Without the pictures, return each record as it appears.

== Given data ==

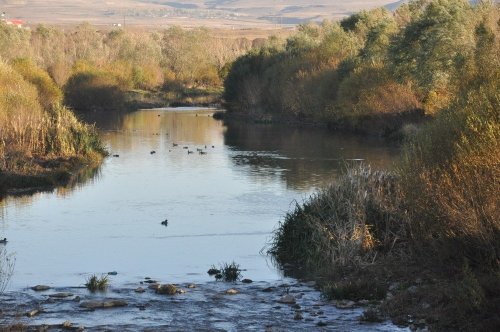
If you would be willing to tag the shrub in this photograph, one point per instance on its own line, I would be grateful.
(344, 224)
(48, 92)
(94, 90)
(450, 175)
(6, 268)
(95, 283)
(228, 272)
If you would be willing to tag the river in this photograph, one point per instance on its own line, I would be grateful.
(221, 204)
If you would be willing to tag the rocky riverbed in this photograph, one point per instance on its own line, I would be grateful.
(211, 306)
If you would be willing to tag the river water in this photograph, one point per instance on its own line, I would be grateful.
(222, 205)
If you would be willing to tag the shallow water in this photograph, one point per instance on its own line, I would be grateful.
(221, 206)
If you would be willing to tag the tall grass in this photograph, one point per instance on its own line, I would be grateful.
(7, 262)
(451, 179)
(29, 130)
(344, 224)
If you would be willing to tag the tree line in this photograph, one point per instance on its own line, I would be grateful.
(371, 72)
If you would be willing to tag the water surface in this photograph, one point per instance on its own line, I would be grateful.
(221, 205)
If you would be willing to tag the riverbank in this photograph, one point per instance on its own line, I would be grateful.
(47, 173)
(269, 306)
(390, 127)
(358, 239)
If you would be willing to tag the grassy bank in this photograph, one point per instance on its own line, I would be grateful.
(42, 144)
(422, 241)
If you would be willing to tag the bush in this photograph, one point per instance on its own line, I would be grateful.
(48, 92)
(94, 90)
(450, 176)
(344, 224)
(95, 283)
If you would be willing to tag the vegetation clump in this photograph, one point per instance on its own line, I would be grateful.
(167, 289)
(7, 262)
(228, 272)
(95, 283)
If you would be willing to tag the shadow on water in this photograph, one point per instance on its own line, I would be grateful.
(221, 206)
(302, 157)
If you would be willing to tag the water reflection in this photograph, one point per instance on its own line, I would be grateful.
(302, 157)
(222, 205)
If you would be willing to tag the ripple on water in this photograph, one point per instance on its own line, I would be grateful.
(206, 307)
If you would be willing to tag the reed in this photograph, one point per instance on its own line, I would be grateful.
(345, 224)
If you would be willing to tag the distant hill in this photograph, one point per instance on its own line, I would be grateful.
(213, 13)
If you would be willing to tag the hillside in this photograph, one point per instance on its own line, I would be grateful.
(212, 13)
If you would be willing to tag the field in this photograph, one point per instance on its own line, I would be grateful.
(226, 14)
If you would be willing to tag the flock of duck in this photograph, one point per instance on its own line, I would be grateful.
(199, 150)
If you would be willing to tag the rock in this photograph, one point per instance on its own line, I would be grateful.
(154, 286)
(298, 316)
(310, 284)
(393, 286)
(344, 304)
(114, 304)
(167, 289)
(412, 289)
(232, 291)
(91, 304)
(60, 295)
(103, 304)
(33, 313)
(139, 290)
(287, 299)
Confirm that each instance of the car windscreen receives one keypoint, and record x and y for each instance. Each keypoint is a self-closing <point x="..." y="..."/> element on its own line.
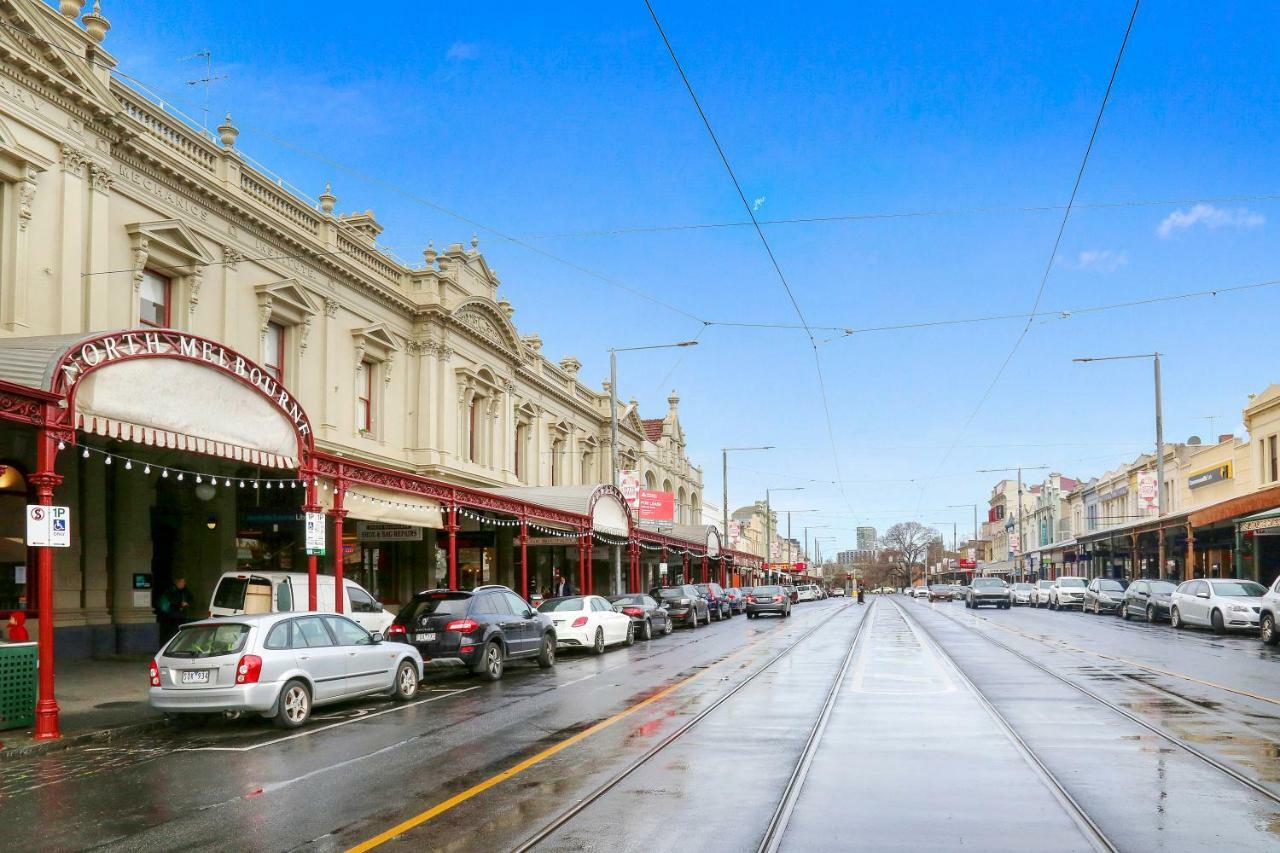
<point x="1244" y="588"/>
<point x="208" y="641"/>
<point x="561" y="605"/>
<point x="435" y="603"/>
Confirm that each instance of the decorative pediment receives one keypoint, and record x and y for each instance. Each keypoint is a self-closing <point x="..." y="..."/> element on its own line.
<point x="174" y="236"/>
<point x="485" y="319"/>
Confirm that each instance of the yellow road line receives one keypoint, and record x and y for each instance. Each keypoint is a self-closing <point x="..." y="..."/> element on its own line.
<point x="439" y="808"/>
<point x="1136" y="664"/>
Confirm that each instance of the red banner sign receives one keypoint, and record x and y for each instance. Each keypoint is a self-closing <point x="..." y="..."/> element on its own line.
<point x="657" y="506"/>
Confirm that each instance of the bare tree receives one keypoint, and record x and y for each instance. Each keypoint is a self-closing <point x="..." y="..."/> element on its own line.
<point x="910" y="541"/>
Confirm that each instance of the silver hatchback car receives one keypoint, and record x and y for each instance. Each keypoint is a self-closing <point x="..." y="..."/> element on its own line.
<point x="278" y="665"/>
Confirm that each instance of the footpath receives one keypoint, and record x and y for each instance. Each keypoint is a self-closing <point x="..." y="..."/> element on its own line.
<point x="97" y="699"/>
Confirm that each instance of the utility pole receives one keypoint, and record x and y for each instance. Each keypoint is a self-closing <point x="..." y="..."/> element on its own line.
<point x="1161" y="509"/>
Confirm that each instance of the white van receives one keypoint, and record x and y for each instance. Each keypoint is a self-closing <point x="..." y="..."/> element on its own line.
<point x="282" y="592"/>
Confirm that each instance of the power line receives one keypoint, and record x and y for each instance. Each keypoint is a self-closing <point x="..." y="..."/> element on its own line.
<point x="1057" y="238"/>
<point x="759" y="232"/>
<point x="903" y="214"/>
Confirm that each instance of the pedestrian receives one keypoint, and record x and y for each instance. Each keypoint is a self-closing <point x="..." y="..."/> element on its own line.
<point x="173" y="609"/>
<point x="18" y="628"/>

===

## [Task result]
If you would be willing to tag the shrub in this photograph, one point per instance on its own line, I would be grateful.
(344, 224)
(48, 92)
(94, 90)
(450, 175)
(6, 268)
(95, 283)
(228, 272)
If you would be willing to tag the river in this photograph, one point per instance on its own line, I would be grateful.
(221, 204)
If you would be willing to tag the rocky riverbed in this photograph, one point per instance on its own line, I would be grateful.
(211, 306)
If you would be willing to tag the river water in this photograph, one point per instance on its own line, I would be grateful.
(222, 205)
If you would be willing to tag the shallow water in this photograph, one point per instance on its own line, I would be grateful.
(221, 206)
If you would be willing to tag the tall grass in this photograph, one point per instance on its own line, I would be grateful.
(7, 262)
(451, 179)
(29, 130)
(344, 224)
If you would be willing to tag the tree line in this photograph, one point per instance on its own line, I would be grateful.
(371, 72)
If you would be willing to tag the water surface in this photograph, one point per instance on its own line, I would be grateful.
(221, 205)
If you would be willing to tag the riverbank in this photograph, one point per instance on its own line, I would be grateful.
(47, 173)
(269, 306)
(390, 127)
(358, 239)
If you would be willing to tag the grassy bank in this photograph, one point per instance on its own line, I would be grateful.
(42, 144)
(422, 241)
If you would be willing to tag the bush in this photograph, one point per instance on its own line, I would be grateful.
(48, 92)
(94, 90)
(450, 176)
(344, 224)
(95, 283)
If you would be willing to tag the vegetation clump in this photograph, one point per instance on its own line, I would be grateful.
(167, 289)
(7, 262)
(228, 272)
(95, 283)
If you would be willing to tag the shadow on water in this photograph, one point per instance on its own line, I would be grateful.
(221, 206)
(302, 157)
If you would be willing to tag the water reflection in this photograph, one point per instance on its own line, I would be grateful.
(302, 157)
(222, 205)
If you would be willing to tag the ripple on water in this photograph, one point per instance on its own line, I would be grateful.
(206, 307)
If you would be willing to tag the reed in this photograph, one point per instance on its own line, I would be grateful.
(345, 224)
If you would be willing to tag the distant hill in this photograph, one point per instance on its own line, I would be grateful.
(213, 13)
If you would be willing to tag the hillside in this photograph, one point per instance on its own line, I would be grateful.
(212, 13)
If you would be willing to tag the field in this photograph, one point per instance on its own line, I would be grateful.
(226, 14)
If you would be willing to tag the flock of duck in this photograph, one point per instance on its own line, I would be grateful.
(199, 150)
If you would be willing to tag the rock in this photograph, one point per instance on its own line, I would be grateful.
(154, 286)
(298, 316)
(310, 284)
(393, 286)
(344, 304)
(114, 304)
(167, 289)
(412, 289)
(232, 291)
(91, 304)
(60, 295)
(103, 304)
(33, 313)
(139, 290)
(287, 299)
Confirm that each instance of the car windscreen receives one keypoint, and record x and y for each instance. Each keypoint is a self-closing <point x="..." y="..."/> element on its own line.
<point x="1244" y="588"/>
<point x="208" y="641"/>
<point x="561" y="605"/>
<point x="435" y="603"/>
Confirm that each instance of the decorative pediment receives one keypoint, and record x and y for each instance. Each keypoint is a self-closing <point x="..." y="..."/> element on its own line.
<point x="174" y="236"/>
<point x="485" y="319"/>
Confirm that each instance of the yellow road line receives one keypoint, and record x and y for each instance. Each keypoint is a self-closing <point x="..." y="..."/> element on its own line.
<point x="439" y="808"/>
<point x="1136" y="664"/>
Confirm that each instance of the red banner sign receives one keypoint, and record x and y for each instance. Each keypoint is a self-closing <point x="..." y="..."/> element on its own line.
<point x="657" y="506"/>
Confirm that each instance of the bare tree receives one keypoint, and record x and y for each instance. Each keypoint is a self-closing <point x="..." y="..."/> element on its own line.
<point x="910" y="541"/>
Confirm that each instance of the silver hatchback car receives one keypoint, and record x and y for each instance. Each keypoint is a self-closing <point x="..." y="..."/> element on its own line.
<point x="278" y="665"/>
Confirm that each instance of the footpath receives one keypoint, and record x and y for each instance. Each keypoint is a self-closing <point x="..." y="..."/> element on its own line.
<point x="97" y="699"/>
Confirm that each instance of the utility pole receives one keypoint, and record x and y for each instance. Each keypoint is a self-closing <point x="..." y="..."/> element on its own line.
<point x="1161" y="509"/>
Confirm that each instance of the white van receives one keypoint, and record x and y for each instance. Each keypoint is a self-closing <point x="..." y="..."/> element on its own line.
<point x="282" y="592"/>
Confirm that each instance of the power line receives one keypoint, and record x and y for each instance. Each keypoint is a self-closing <point x="..." y="..."/> element on its own line.
<point x="1057" y="238"/>
<point x="759" y="232"/>
<point x="903" y="214"/>
Confirm that each instance of the pedestrian receives one keypoint, and record x and y for each instance. Each keypoint is a self-closing <point x="..." y="..."/> element on its own line.
<point x="173" y="609"/>
<point x="18" y="628"/>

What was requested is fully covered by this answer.